* _What this exercise asks_
(1) Answer these questions from the Holy Name text:
(a) On what calendar day does the Feast of the Holy Name fall?
(b) What does the Feast take precedence over when it falls on a Sunday?
(c) What does the name Jesus mean?
(2) Copy the passage of the Holy Name text that begins at the words "RCL The Holy" and ends after "what Christianity is.".

━━━━━ Page text ━━━━━

Dirc, van Delft, active 1365-1404. Holy Face and Ten Names of God, from Art in the Christian Tradition, a project of the Vanderbilt Divinity Library, Nashville, TN. https://diglib.library.vanderbilt.edu/act-imagelink.pl?RC=55392 [retrieved December 31, 2022]. Original source: http://commons.wikimedia.org/wiki/File:Dirc_van_Delft_-_Holy_Face_and_Ten_Names_of_God_-_Walters_W1713R_-_Full_Page.jpg.
RCL The Holy Name
Numbers 6:22-27, Psalm 8, Galatians 4:4-7, Saint Luke 2:15-21
The Holy Name of Our Lord Jesus Christ is a Feast, like Christmas and most Christian Feasts, that falls on a particular calendar day–January 1–and it can fall on any day of the week. When it falls on a Sunday, as it does this year, it takes precedence over the First Sunday after Christmas.
The Feast is important to us because Jesus’ name, the word Jesus, means God saves. That God saves is central to Christianity. That Jesus was born and crucified is a fact of history and revelation, and that fact, too, is central to Christianity. The fact tells us what Christianity is.

━━━━━ Provided data ━━━━━

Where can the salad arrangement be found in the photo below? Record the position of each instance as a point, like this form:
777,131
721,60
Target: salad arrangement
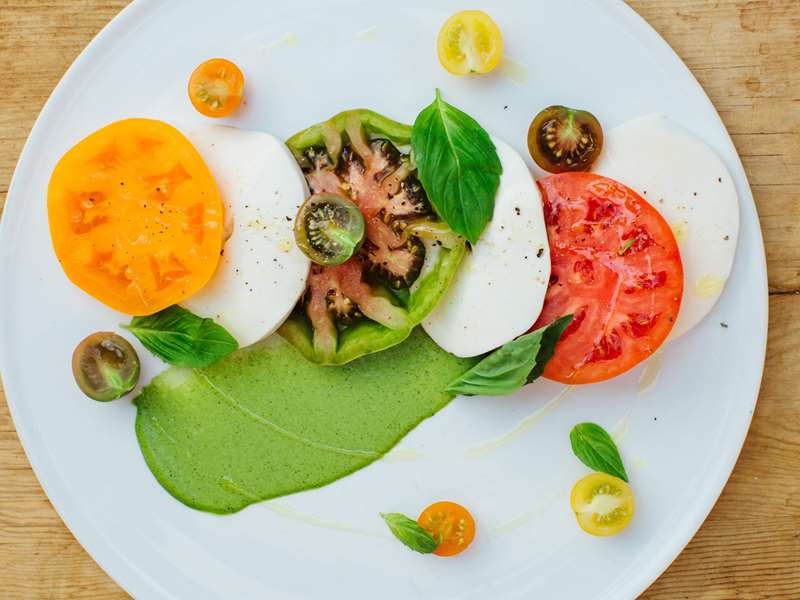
388,266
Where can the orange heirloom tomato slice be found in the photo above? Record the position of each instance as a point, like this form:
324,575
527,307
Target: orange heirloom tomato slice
216,88
136,219
451,526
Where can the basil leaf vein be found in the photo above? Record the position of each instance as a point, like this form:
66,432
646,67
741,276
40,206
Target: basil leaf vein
458,165
181,338
594,447
410,533
513,365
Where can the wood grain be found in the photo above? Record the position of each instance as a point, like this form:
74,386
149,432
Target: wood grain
746,54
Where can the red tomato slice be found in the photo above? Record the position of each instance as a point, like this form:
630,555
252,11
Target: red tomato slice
616,268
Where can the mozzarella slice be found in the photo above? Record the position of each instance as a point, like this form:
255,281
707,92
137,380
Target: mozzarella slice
500,287
689,185
262,273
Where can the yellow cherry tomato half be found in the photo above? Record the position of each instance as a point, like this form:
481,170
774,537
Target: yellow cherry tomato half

━━━━━

* _Results_
(1)
(a) January 1
(b) The First Sunday after Christmas
(c) God saves

(2)
RCL The Holy Name
Numbers 6:22-27, Psalm 8, Galatians 4:4-7, Saint Luke 2:15-21
The Holy Name of Our Lord Jesus Christ is a Feast, like Christmas and most Christian Feasts, that falls on a particular calendar day–January 1–and it can fall on any day of the week. When it falls on a Sunday, as it does this year, it takes precedence over the First Sunday after Christmas.
The Feast is important to us because Jesus’ name, the word Jesus, means God saves. That God saves is central to Christianity. That Jesus was born and crucified is a fact of history and revelation, and that fact, too, is central to Christianity. The fact tells us what Christianity is.